--- Required tasks ---
(a) Edit the passage of the theater review starting with "Less universally appealing" and going on through "the British Empire.", replacing "chaos" with "turmoil".
(b) Answer these questions using the theater review:
(i) In what year did Shaw write the prediction presented in The Apple Cart?
(ii) To what year has director Roger Greenblatt moved the setting of The Apple Cart?
(iii) Where does the romance in Still Life take place?
(c) Continue the theater review from the point where it stops.

--- Source text ---
►
Sir Consenso Ridgeon, the only doctor who has the wisdom to cure, raises the play's scalding dialectic when he has to decide which is the most precious life to save -- that of a mundane do-gooder or a nefarious artistic genius. Muddying the moral waters is the doctor's furtive desire for the artist's devoted wife. Artistic director Christopher Newton's cast has a hard-edged sparkle, excelling at dramatizing Shaw's complexities. Newton and designer Sue LePage superbly bring to life the show's central metaphor of medical men making a game out of life and death by having the actors don skeleton masks and perform what appear to be Grim Reaper gavottes.

Less universally appealing is Shaw's futuristic political satire, The Apple Cart. Shaw proved himself a prescient fortune teller in 1929 when he predicted an England where the monarchy has become a figurehead and capitalism has run amok. Parliament is in the hands of big business, and only the puppet King Magnus has the savvy to restore sanity. In the midst of chaos, the United States has decided to cancel the Declaration of Independence and rejoin the British Empire.

In a bold stroke for Shavian theater, director Roger Greenblatt has skillfully moved up the setting to 2020. With its constant tongue-in-cheek political debates, the experience is much like a Firing Line between Gore Vidal and William F. Buckley Jr. But those who are not politically attuned might often find themselves in the outer darkness.

For theater gluttons who can't get enough stimulation, a noon lunchtime theater has been added, giving one-act plays a rare airing. Noel Coward's Still Life, which was written as part of a smorgasbord of one-acts for him and Gertrude Lawrence called Tonight at 8:30, was later expanded and filmed as Brief Encounter. The present production is the most perfect realization of Coward that this Cowardite has ever encountered. Anyone who collects perfect miniatures will carry with them to the nursing home the memory of this delicate depiction of an adulterous romance between two painfully decent middle-class lovers in a London train station tea shop. Coward's stylized, clipped dialogue takes on the delicate sweetness of his finest song lyrics. Director Dennis Garnhum and an idyllic production team have brought exquisite verisimilitude to this cross section of '30s England.
◄
--- Stored items from a collection ---
►
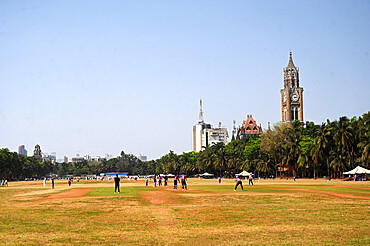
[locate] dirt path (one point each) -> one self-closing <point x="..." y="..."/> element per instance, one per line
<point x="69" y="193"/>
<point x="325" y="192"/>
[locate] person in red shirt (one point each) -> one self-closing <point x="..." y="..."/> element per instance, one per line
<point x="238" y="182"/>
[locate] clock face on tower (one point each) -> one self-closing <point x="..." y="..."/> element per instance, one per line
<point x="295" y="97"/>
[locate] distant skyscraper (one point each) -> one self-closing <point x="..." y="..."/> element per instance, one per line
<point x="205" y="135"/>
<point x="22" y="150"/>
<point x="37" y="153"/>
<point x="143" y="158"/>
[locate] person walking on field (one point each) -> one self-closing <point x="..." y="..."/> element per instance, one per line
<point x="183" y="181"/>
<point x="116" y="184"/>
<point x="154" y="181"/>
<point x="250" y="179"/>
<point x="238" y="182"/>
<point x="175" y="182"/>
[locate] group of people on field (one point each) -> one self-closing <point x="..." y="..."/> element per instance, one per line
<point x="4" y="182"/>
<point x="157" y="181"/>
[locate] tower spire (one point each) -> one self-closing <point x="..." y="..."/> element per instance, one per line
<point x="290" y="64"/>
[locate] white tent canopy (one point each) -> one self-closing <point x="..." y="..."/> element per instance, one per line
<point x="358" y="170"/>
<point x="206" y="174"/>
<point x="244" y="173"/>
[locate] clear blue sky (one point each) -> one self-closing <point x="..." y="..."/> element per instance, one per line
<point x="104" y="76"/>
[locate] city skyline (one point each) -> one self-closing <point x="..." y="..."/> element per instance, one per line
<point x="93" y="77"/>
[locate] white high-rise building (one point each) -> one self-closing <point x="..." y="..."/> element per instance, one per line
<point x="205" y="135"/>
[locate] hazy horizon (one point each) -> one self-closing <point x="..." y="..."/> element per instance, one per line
◄
►
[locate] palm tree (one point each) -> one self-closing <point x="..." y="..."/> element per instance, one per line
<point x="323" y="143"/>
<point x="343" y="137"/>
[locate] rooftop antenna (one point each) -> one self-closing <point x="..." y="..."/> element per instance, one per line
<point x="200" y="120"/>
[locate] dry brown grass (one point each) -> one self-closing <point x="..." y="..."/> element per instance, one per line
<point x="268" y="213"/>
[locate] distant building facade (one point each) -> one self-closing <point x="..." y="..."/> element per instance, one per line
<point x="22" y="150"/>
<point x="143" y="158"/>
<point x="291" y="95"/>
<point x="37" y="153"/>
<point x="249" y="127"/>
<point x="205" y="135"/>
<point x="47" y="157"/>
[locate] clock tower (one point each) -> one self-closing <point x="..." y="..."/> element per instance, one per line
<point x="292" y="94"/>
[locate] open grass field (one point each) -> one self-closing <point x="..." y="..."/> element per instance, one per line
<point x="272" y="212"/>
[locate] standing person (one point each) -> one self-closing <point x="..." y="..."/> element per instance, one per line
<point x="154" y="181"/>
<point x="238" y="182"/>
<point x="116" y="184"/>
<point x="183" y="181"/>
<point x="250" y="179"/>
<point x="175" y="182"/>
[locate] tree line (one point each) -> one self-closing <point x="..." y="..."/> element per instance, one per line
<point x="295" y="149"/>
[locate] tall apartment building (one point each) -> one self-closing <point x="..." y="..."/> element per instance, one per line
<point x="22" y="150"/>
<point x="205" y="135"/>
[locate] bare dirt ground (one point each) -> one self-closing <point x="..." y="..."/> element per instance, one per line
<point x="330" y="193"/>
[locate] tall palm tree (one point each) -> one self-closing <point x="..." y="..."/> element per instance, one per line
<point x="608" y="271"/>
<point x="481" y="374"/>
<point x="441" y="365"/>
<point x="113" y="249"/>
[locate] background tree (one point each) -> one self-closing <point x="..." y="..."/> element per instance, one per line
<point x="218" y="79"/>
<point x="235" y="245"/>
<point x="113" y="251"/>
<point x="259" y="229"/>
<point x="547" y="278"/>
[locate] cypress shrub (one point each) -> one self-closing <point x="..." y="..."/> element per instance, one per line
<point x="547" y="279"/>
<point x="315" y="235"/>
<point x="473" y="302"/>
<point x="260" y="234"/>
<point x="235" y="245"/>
◄
--- Results for each task ---
(a)
Less universally appealing is Shaw's futuristic political satire, The Apple Cart. Shaw proved himself a prescient fortune teller in 1929 when he predicted an England where the monarchy has become a figurehead and capitalism has run amok. Parliament is in the hands of big business, and only the puppet King Magnus has the savvy to restore sanity. In the midst of turmoil, the United States has decided to cancel the Declaration of Independence and rejoin the British Empire.

(b)
(i) 1929
(ii) 2020
(iii) In a London train station tea shop

(c)
Oscar Wilde is revered for two things: the brilliant aphorisms that spread through his plays and fiction, and the fixation with public ruin that smoldered throughout his art until it burst forth in flames in his life, leaving him history's grandest homosexual martyr. All this is reflected in director Susan Furley's audaciously Victorian production of A Woman of No Importance. The first act follows the social machinations of Wilde's special brand of coddled London aristocrat, performed with flawless clockwork artificiality and social nuances. In this production, the imperious slap of a fan or the arch of a brow can be as decadent and laugh-provoking as Groucho's most lascivious leer or Jerry Lewis's gooniest pratfall. In the second act, the play turns to melodrama, a form that makes modern audiences uncomfortable. It takes courage on the part of the director to serve up such a faithful re-creation of the fascinating but difficult dichotomies of Wilde's art.

Also in the must-see department is an exquisitely continental production of the Harnick and Bock musical She Loves Me, here acted and sung with Chekhovian delicacy and intensity.

Not quite up to Shaw's highest standards is The Matchmaker. Nevertheless, it offers an opportunity to see a masterwork that has been eclipsed by its musical incarnation, Hello Dolly! As expected, the Shaw production sails along with implacable professionalism. Where it falters is in its two leads: a Horace Vandergelder who lacks the necessary rough eccentricity for this irresistible curmudgeon, and a Dolly too glamorous and radiant to suggest the refined desperation of Thornton Wilder's slightly threadbare schemer.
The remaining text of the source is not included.